• Selection
The provision for income taxes in the consolidated financial statements differs from the result that would have been obtained by applying the combined federal and provincial tax rate to income before taxes as follows:



2008 2007
----------------------------------------------------------------------------
Income before taxes $ 206,387 $ 52,837

Statutory income tax rate 29.5% 33.4%
Expected income tax expense 60,884 17,648

Increase (decrease) resulting from:
Valuation allowance (37) 32
Net income of the Trust (21,449) (24,831)
Rate variance (3,192) 1,159
Other (2,840) 2,414
Effect of future tax rate reductions - (42)
----------------------------------------------------------------------------
Current and future income tax provision
(reduction) $ 33,366 $ (3,620)
----------------------------------------------------------------------------
----------------------------------------------------------------------------


The future income tax asset (liability) is comprised of:

2008 2007
----------------------------------------------------------------------------
Property, plant and equipment $ (32,323) $ (3,768)
Future tax liability resulting from different year
ends (4,038) (2,570)
Non-capital tax loss carry forward 5,637 4,396
Asset retirement obligations 9,804 6,985
Derivative contracts (16,939) 2,472
Other 357 449
----------------------------------------------------------------------------
(37,502) 7,964
Valuation allowance (1,378) (1,266)
----------------------------------------------------------------------------
Future income tax asset (liability) $ (38,880) $ 6,698
----------------------------------------------------------------------------

Current asset (liability) $ (16,788) $ 2,602
Long-term asset (liability) $ (22,092) $ 4,096
----------------------------------------------------------------------------
----------------------------------------------------------------------------


The Trust has non-capital loss carry forwards of $22 million of which $11 million expire between 2009 and 2015, and $11 million expire between 2025 and 2028.

The Trust meets the criteria qualifying it for income tax treatment permitting a tax deduction for distributions paid to the unitholders, in addition to other deductions available in the Trust. From 2011, following the changes to the taxation of income trusts announced in 2006, the Trust will be taxed on its income similar to corporations. Accordingly, the Trust has measured future income tax assets and liabilities associated with this new tax. For 2008, and in total, the Trust has recognized $15.0 million of future income tax liability in the financial statements associated with this new tax ($10.0 million in the fourth quarter). It is expected that all remaining taxable temporary differences will reverse prior to January 1, 2011, the date the taxation changes take effect. The scheduling of the reversal of temporary differences is based on management's best estimates and current assumptions, which may change. At December 31, 2008, the book amounts of the Trust's assets and liabilities exceed the tax basis by $153.0 million (2007 - $213.5 million), of which $100.0 million has a zero percent tax rate applied.

• Data records

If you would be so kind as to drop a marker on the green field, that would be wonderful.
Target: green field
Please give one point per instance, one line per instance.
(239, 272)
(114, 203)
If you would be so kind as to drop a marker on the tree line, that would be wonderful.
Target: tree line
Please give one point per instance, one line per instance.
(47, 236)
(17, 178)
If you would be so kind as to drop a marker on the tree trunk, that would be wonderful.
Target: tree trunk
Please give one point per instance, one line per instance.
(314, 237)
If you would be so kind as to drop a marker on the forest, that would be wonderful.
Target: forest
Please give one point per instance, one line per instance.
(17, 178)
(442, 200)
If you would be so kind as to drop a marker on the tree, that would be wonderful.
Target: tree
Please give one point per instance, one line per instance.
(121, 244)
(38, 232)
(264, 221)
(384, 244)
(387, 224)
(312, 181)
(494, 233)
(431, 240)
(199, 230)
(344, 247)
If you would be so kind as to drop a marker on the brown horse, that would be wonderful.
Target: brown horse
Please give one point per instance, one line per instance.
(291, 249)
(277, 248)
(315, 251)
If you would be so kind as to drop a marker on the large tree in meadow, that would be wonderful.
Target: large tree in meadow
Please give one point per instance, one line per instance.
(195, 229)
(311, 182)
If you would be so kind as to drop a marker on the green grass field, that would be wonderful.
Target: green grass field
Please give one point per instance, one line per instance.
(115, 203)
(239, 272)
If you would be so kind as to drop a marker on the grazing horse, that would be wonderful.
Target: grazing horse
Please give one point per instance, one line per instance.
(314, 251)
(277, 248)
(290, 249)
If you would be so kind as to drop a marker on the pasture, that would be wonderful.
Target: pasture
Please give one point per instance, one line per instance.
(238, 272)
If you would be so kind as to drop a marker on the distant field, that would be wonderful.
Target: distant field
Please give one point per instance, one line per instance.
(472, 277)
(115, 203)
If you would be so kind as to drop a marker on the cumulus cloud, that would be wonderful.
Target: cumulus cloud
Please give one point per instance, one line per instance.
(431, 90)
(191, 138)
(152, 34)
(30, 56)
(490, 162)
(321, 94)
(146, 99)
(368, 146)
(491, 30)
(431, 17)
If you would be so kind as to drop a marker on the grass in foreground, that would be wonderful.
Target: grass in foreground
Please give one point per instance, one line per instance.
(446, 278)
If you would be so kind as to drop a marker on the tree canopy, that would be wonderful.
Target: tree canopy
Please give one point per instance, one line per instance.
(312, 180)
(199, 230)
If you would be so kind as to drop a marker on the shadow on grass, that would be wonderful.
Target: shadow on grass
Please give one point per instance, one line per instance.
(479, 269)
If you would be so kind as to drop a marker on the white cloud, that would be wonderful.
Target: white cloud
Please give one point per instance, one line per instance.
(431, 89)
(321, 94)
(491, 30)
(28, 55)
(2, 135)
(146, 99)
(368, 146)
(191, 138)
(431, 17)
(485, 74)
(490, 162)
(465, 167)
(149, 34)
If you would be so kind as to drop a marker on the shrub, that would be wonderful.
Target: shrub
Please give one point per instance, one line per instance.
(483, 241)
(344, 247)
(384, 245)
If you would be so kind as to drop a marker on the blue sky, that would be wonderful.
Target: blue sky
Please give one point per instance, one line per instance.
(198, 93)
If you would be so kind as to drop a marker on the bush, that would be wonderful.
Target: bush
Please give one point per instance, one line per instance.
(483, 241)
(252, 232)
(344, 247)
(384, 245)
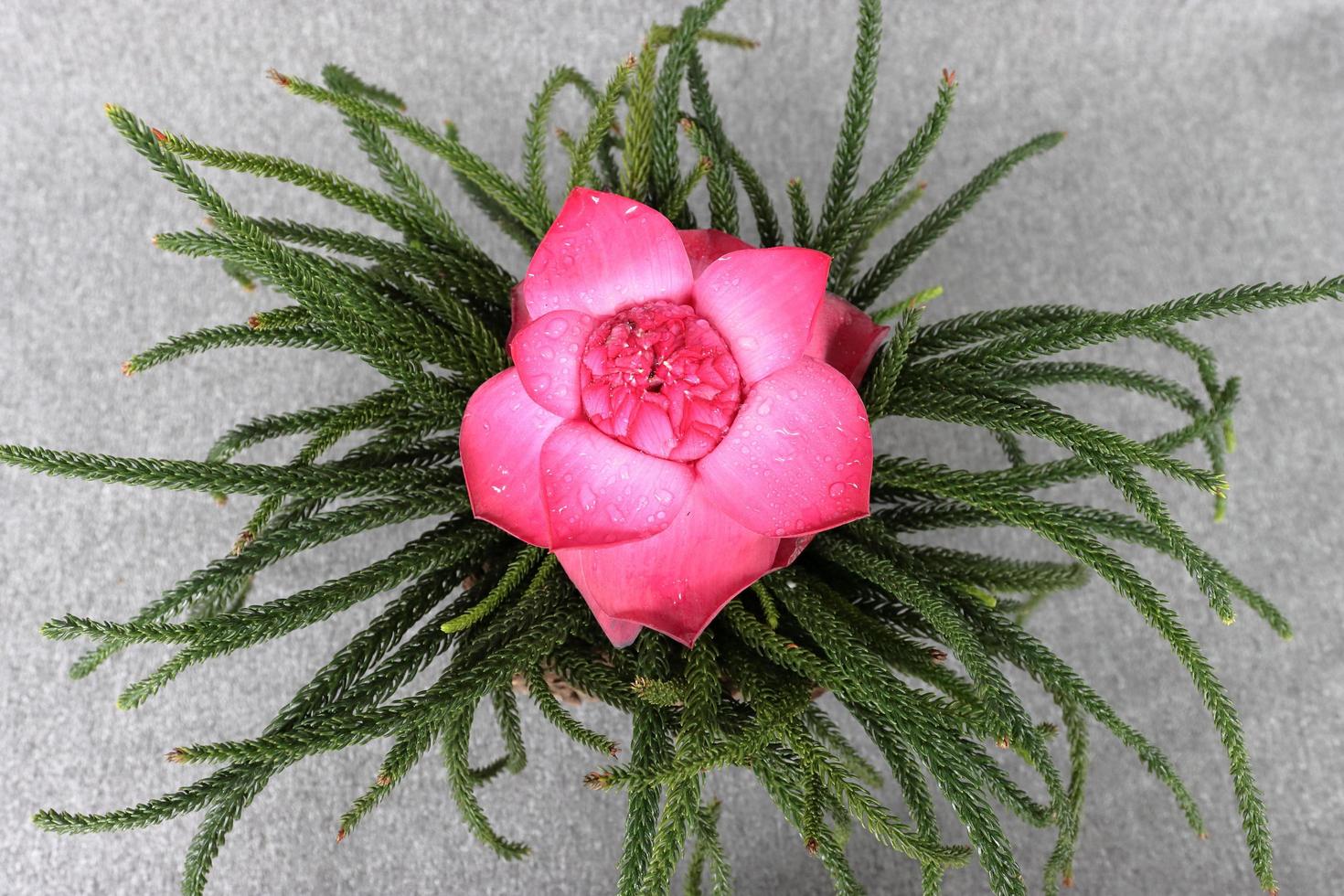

• List of tasks
1. In the tax note, what statutory income tax rate applies for 2008?
2. Starting with the line in the entries that contains "bush, that would be wonderful." and going on through the end of the entries, switch "bush" to "hedge" and give those lines again with nothing else changed. Leave the pictures out.

• Solutions below
1. 29.5%

2.
If you would be so kind as to drop a marker on the hedge, that would be wonderful.
Target: hedge
Please give one point per instance, one line per instance.
(483, 241)
(252, 232)
(344, 247)
(384, 245)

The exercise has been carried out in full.